» **What you should do**: Please write out the items below again, changing "in this practice" to "in this drill" wherever it occurs and leaving everything else unchanged.

» **Listed entries**:
----

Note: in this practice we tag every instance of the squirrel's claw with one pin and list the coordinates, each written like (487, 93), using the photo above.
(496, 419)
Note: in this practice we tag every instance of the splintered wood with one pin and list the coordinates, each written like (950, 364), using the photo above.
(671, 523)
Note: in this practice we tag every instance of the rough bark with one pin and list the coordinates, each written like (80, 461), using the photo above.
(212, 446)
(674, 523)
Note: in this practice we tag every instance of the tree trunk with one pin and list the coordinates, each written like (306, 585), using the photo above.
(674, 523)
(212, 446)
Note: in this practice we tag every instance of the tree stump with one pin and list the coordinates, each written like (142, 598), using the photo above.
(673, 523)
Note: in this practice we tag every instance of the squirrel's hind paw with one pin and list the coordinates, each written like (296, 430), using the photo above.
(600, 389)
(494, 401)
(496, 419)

----

» **The answer**:
Note: in this drill we tag every instance of the squirrel's claw with one pin and list the coordinates, each written like (487, 93), using the photo above.
(496, 419)
Note: in this drill we tag every instance of the splintered wood with one pin and list the coordinates, each written like (950, 364), using the photo above.
(671, 523)
Note: in this drill we tag every instance of the rough bark with one pin and list the coordinates, each written like (80, 461), using the photo above.
(212, 446)
(674, 523)
Note: in this drill we tag every instance of the tree trunk with one pin and list the coordinates, each written like (306, 585), using the photo above.
(674, 523)
(212, 446)
Note: in this drill we tag every instance of the tree stump with one pin and list the coordinates, each written like (142, 598), using the photo above.
(673, 523)
Note: in this drill we tag every instance of the squirrel's hind paw with one pin and list the coordinates, each written like (296, 430), using the photo above.
(600, 389)
(494, 401)
(496, 419)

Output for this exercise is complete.